(Source data)
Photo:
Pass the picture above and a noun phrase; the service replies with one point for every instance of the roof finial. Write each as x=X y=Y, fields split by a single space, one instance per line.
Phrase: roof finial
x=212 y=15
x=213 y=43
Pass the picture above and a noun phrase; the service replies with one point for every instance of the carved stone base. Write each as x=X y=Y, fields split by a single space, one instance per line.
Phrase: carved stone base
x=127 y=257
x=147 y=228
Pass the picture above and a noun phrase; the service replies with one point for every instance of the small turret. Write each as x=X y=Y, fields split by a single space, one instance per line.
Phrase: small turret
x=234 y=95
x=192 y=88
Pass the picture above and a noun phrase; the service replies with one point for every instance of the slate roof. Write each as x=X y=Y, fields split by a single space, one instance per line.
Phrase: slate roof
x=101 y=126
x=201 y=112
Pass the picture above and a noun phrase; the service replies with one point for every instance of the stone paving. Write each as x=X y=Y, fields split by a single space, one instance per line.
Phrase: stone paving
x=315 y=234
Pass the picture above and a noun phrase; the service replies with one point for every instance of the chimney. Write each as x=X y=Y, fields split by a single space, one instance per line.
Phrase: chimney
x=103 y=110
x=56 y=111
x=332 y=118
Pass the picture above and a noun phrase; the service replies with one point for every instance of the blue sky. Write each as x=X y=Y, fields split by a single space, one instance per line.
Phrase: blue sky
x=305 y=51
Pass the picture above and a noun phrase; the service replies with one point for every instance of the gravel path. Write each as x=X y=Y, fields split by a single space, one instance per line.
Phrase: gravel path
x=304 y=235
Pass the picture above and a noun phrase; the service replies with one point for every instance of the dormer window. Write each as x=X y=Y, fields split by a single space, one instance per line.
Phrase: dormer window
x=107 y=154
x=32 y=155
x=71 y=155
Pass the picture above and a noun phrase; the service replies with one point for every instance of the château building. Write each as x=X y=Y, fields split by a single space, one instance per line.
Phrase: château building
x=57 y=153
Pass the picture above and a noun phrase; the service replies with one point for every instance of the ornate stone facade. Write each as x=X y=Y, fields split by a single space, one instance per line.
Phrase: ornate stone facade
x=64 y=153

▸ **DESCRIPTION OF THE TASK**
Copy the rows above verbatim, every line of them.

▸ **FULL RESPONSE**
Photo:
Pass the picture above and a noun phrase; the service replies with one point for every instance of the roof finial. Write each as x=X y=Y, fields split by a single space, one instance per line.
Phrase: roof finial
x=212 y=15
x=213 y=43
Pass the picture above and a noun phrase; the service replies with one point for every instance of the carved stone base. Write each as x=X y=Y, fields split by a single space, one instance per line.
Phrase: carved stone base
x=127 y=257
x=147 y=228
Pass the picture above and a noun phrase; the service replies with one point for every instance of the small turret. Write each as x=X y=Y, fields split by a single space, one instance per line.
Phrase: small turret
x=234 y=95
x=192 y=88
Pass the picture above and a noun phrase; the service replies with one point for every instance of the slate roof. Write each as x=X y=Y, fields split by a single space, one instance per line.
Phrase: slate roof
x=101 y=126
x=201 y=112
Pass the picture above and a noun phrase; the service replies with one point for every instance of the stone paving. Write each as x=X y=Y, fields split by a single space, one instance per line.
Phrase: stone paving
x=315 y=234
Pass the picture above and a noun phrase; the service replies with one point for every instance of the chimney. Write each as x=X y=Y, fields split by a single space, one instance per line.
Phrase: chimney
x=103 y=110
x=56 y=111
x=332 y=118
Pass the picture above and a noun phrase; the service replies with one point for every instance of the blue sky. Write each as x=X y=Y, fields split by a single space, one instance per line.
Phrase: blue sky
x=305 y=51
Pass the picture above and a noun phrase; the service replies with one point for every instance of the gravel path. Write each as x=X y=Y, fields split by a single space, one instance per line.
Phrase: gravel path
x=304 y=235
Pass the picture above and a noun phrase; the service replies with one point for every instance of the dormer window. Write each as x=X y=Y, fields split by a single space, one instance per line.
Phrase: dormer window
x=107 y=154
x=32 y=155
x=71 y=155
Pass the picture above and a noun phrase; the service replies with one point for every instance of the château building. Write each as x=X y=Y, fields split by a single space, one instance per line.
Phrase: château building
x=57 y=153
Pass the picture above and a noun phrase; the service replies with one point for every instance of the ornate stone facade. Write each as x=X y=Y, fields split by a single space, one instance per line.
Phrase: ornate stone facade
x=64 y=153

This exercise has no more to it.